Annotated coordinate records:

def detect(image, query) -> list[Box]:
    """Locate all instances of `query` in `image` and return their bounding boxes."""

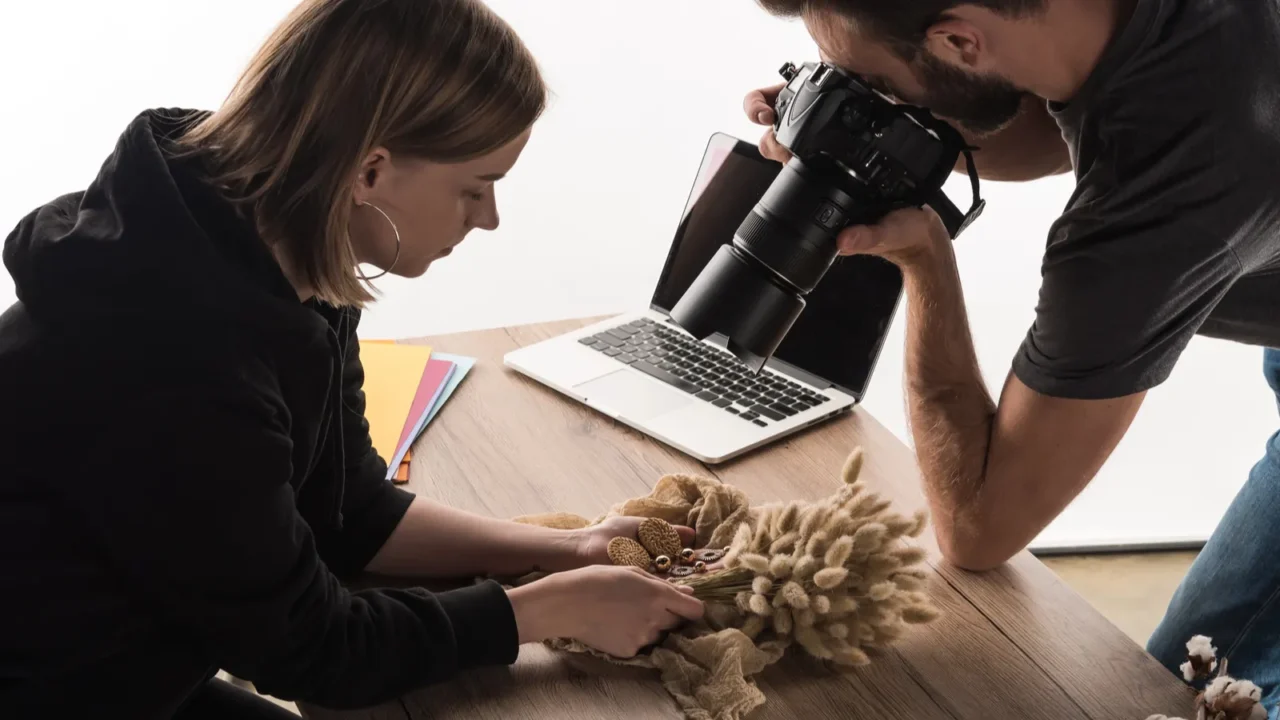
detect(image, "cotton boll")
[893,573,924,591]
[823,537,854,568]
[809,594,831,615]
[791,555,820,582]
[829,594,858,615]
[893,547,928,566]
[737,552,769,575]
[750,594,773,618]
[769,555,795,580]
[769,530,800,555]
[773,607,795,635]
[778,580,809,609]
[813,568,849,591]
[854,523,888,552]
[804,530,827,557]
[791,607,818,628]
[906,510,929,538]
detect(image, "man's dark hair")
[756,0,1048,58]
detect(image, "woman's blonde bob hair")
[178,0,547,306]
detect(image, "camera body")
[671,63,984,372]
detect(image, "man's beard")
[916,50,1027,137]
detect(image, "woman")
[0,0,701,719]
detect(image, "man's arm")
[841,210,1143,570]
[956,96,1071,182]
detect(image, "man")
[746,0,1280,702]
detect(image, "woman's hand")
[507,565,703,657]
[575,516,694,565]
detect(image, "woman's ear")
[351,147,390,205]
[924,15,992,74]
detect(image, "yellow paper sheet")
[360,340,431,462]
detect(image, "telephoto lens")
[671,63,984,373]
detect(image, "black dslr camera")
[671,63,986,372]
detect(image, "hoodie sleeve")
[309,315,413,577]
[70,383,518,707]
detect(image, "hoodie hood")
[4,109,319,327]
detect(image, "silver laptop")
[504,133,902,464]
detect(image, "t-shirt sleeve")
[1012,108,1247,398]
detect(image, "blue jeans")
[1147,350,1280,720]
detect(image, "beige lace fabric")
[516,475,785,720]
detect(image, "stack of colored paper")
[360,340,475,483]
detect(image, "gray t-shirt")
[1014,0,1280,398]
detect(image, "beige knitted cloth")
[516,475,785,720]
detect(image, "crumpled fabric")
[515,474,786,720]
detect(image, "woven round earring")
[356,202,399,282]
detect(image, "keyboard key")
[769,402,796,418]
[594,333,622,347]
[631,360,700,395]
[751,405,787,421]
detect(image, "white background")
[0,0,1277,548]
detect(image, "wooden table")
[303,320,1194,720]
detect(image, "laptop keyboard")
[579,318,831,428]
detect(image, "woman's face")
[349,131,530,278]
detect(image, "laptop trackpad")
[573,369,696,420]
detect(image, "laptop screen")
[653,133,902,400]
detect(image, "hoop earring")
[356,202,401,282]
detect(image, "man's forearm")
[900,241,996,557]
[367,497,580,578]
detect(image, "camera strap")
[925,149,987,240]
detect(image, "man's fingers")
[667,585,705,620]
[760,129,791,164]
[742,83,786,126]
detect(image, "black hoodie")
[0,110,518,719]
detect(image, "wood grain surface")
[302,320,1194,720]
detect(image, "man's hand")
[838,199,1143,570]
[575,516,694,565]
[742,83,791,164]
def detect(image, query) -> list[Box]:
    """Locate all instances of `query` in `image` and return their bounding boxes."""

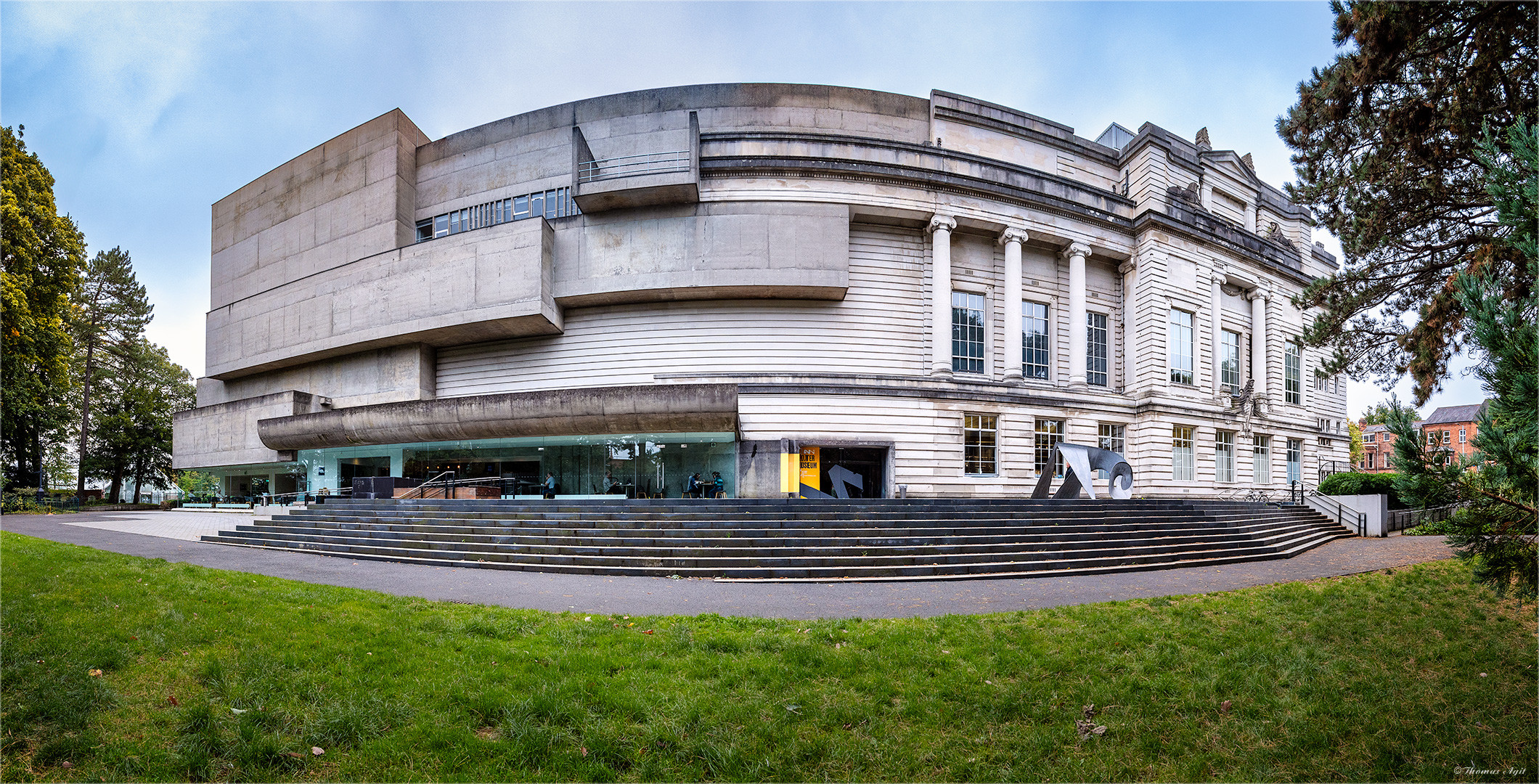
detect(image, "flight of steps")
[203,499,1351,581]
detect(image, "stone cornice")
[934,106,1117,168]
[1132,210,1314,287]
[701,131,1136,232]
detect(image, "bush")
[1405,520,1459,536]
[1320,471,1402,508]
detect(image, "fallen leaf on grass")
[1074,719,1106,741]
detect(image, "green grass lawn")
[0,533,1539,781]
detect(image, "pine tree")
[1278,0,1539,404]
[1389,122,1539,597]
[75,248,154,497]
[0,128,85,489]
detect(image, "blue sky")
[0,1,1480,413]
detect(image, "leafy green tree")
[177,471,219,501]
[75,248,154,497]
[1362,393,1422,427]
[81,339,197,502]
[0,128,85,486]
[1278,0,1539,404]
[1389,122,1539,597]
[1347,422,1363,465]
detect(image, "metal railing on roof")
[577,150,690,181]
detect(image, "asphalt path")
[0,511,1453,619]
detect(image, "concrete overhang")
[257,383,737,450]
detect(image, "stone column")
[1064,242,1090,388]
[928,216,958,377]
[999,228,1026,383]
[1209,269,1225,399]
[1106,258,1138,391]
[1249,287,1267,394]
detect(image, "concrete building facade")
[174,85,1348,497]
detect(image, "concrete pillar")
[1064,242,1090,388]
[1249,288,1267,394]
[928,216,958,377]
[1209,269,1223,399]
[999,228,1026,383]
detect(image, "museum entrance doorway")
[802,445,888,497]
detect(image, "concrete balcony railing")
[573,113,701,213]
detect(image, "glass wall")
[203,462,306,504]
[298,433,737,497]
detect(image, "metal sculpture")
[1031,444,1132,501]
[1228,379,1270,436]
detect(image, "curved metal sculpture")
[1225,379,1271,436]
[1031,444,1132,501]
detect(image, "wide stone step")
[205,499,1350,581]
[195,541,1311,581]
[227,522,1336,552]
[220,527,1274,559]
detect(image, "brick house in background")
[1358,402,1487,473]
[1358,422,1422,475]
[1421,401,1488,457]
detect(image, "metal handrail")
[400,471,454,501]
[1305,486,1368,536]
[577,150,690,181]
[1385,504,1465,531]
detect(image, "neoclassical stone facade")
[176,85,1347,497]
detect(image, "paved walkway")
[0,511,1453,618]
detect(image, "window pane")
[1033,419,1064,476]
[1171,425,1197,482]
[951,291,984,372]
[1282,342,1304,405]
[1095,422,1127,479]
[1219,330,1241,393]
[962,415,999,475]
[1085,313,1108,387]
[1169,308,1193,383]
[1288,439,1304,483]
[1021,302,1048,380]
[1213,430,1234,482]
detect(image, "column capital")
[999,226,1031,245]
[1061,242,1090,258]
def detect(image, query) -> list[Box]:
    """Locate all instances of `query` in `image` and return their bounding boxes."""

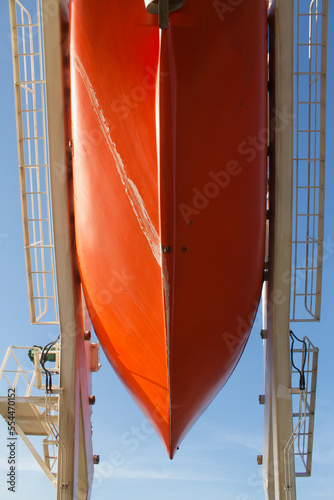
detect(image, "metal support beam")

* [TASK] Count the lines of the items above that contain the string "hair", treating case as significant. Reply with the number alone.

* [RESULT OF THE TASK] 2